* **EXTRAIT DE PAGE**
───

Ouvrir un livre de Philippe Garnier, c’est d’abord n’y rien comprendre. Se sentir perdu, seul au milieu de toutes ces références. Sachez qu’un livre de Philippe Garnier en contient mille. Si vous n’êtes pas curieux d’aller chercher par vous-mêmes à quoi font référence toutes ces références, un livre de Philippe Garnier ne vous servira à rien.

Prolégomènes à toute lecture de Philippe Garnier

Toi qui as beau te dire lettré, tu viens me voir parce que tu perds pied. Je connais cette sensation, mon garçon. Ne serait-ce pas un livre de Philippe Garnier que tu viendrais d’entamer ? Si, monsieur. Alors, avant d’attraper le complexe Garnier, je te conseille ceci :

– Extériorise ton savoir par des travaux manuels à la campagne.
– Fourbu de fatigue, dors comme un gisant, sans bouger, sur le côté droit, 46 heures durant.
– Remis d’aplomb, va-t-en prendre la copie originale de ton Master en Lettres Modernes, et place-la dans le broyeur papier.

Tu te sens mieux maintenant, gamin ? Oui, maître ! Bon. On va débuter alors.

Philippe Garnier ou Philippe Garnier ?

Comme il existe plusieurs livres de Philippe Garnier dans un livre de Philippe Garnier, il existe plusieurs Philippe Garnier. On le savait singulier, il est aussi pluriel. Sache, petit, que le Philippe Garnier dont on parle aujourd’hui sur Gonzaï n’est pas l’auteur d’une Petite cure de flou au PUF en 2002, ou d’un Roman de plage chez Denoël en 2007. Fais donc bien attention aux stagiaires de chez Gibert Joseph qui t’induiront en erreur, ces mêmes stagiaires qui ont rangé L’Oreille d’un sourd, L’Amérique dans le rétro : 30 ans de journalisme en section « Histoire des États-Unis » au troisième étage.

L’Oreille d’un sourd : une aventure en douze étapes dont vous êtes le héros

Ceux qui regardent Les Soprano le savent : le programme des AA (Alcooliques Anonymes) comporte douze stades. Pour vaincre sa dépendance à Philippe Garnier, il faut d’abord en connaître les rouages. Aussi, les GA (ou Garnier Anonymes, dont je fais partie), ont concocté un programme en douze étapes, dont vous êtes le héros. En passant au peigne fin le Garnier Nouveau cuvée 2011, on peut ainsi se faire une idée globale de ce que veut dire le mot « journalisme » pour quelqu’un qui s’y voue corps et âme depuis plus de trente années, et plus en piges.

1. Si tu crois que repomper les Hussards dans tes articles pour Technikart, c’est savoir marier un ton Goût-des-Causes-Perdues avec la tendance Gauche-au-Sénat, tu te cures le zen avec le doigt de Dieudonné, pas le comique mais Robert, le journaliste satirique. Oublie les Nimier et consorts, et cherche plutôt du côté de chez James, James Crumley, l’auteur de Le Chien ivre, retraduit par Philippe Garnier sous le titre Le Dernier Baiser (sorti chez 10/18), trophée 813 de la meilleure réédition 1987.

───

[Entrées de localisation d'objets dans les images]
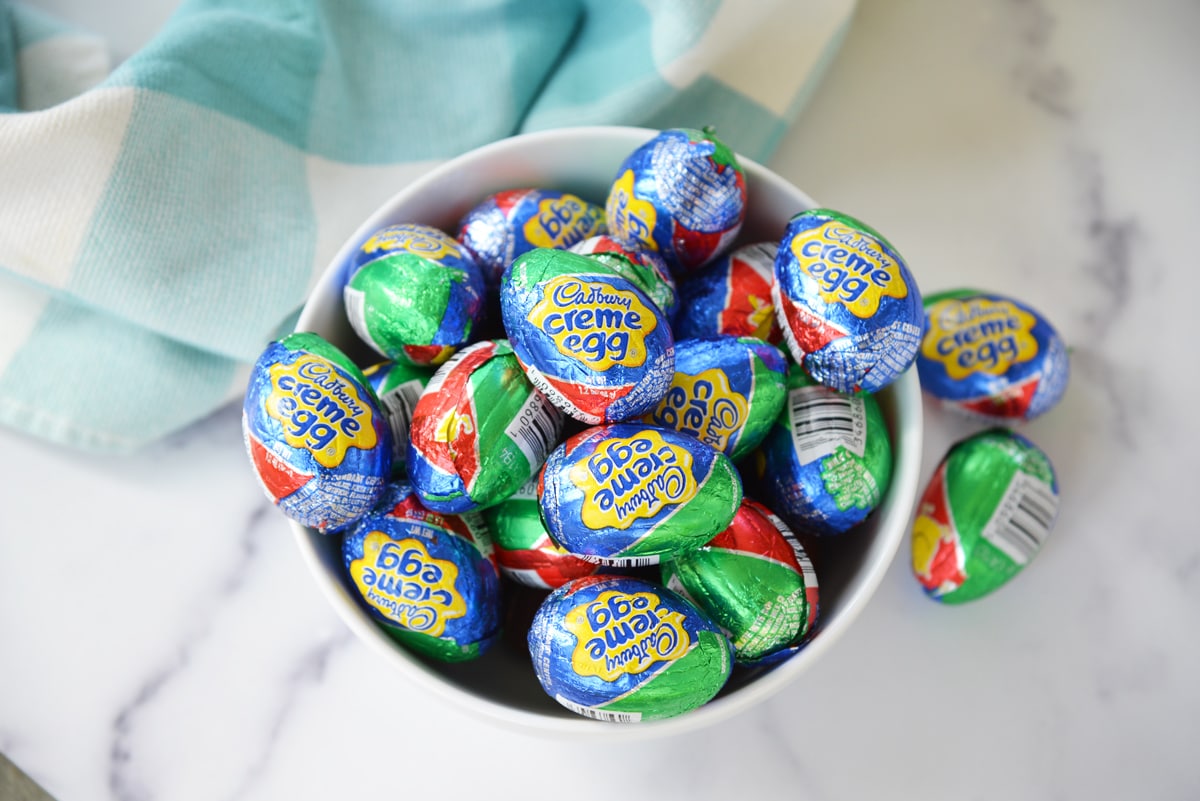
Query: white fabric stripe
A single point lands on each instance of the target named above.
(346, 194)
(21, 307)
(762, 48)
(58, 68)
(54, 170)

───

* **CONSIGNES**
1. Les affirmations suivantes concordent-elles avec l'extrait sur Philippe Garnier ? Répondez par oui ou non à chacune et citez les mots précis du texte qui tranchent. (a) Les Garnier Anonymes ont mis au point un programme en douze étapes. (b) Le Philippe Garnier dont parle Gonzaï a signé Petite cure de flou. (c) Le Dernier Baiser a obtenu le trophée 813 de la meilleure réédition 1987.
2. Prolongez l'extrait sur Philippe Garnier à partir de sa dernière phrase, dans le même ton.

* **RÉPONSES**
1.
(a) Oui : « ont concocté un programme en douze étapes, dont vous êtes le héros ».
(b) Non : « le Philippe Garnier dont on parle aujourd’hui sur Gonzaï n’est pas l’auteur d’une Petite cure de flou au PUF en 2002 ».
(c) Oui : « Le Dernier Baiser (sorti chez 10/18), trophée 813 de la meilleure réédition 1987 ».

2.
2. Si tu te prends pour un Word Selector parce que tu places le mot « palétuvier » dans un supplément « montres » du Monde, tu te fourvoies allégrement. Ouvre la page 407 de L’Oreille d’un sourd de la main droite et un Petit Robert de la main gauche, pour apprendre que « ecdysiaste » désigne, dans le langage scientifique, la mue des serpents, mais qu’en en élargissant le cercle concentrique du sens, cela s’avère être un terme noble inventé par Henry Louis Mencken (écrivain du XXe siècle qui s’est intéressé à la pratique de l’anglais dans la vie quotidienne américaine) pour vouloir dire « effeuillage », ou, du reste, tout acte consistant à se défaire de quelque chose, principalement dans le monde serpentin des strip-teaseuses.

3. Si tu penses que Bolino Croustibat se laisse un peu aller à s’écouter rouler quand il sort de sa boîte à gants des essais auto-socio sur les grosses carrosseries du temps de Grand-Papa, lis donc le pitch du potentiel article somme sur les chevaux vedette du cinéma, que Philippe Garnier n’a jamais réussi à placer.

4. Si tu penses honnêtement que grâce à l’édition hors commerce de Mes dix règles d’écriture d’Elmore Leonard chopée gratos sur le stand Rivages au Salon du Livre 2010, tu vas pouvoir profiter de tes dix jours off pendant les vacances de la Toussaint pour pondre un roman-fleuve sur ta jeunesse dérangée, corne la page 133 et garde dans un coin de ta caboche percée ce titre : The Queen’s Gambit.

5. Si tu crois que Tony Montana vient du Montana, direction le chapitre 6 avant d’atteindre un État proche de l’Ohio.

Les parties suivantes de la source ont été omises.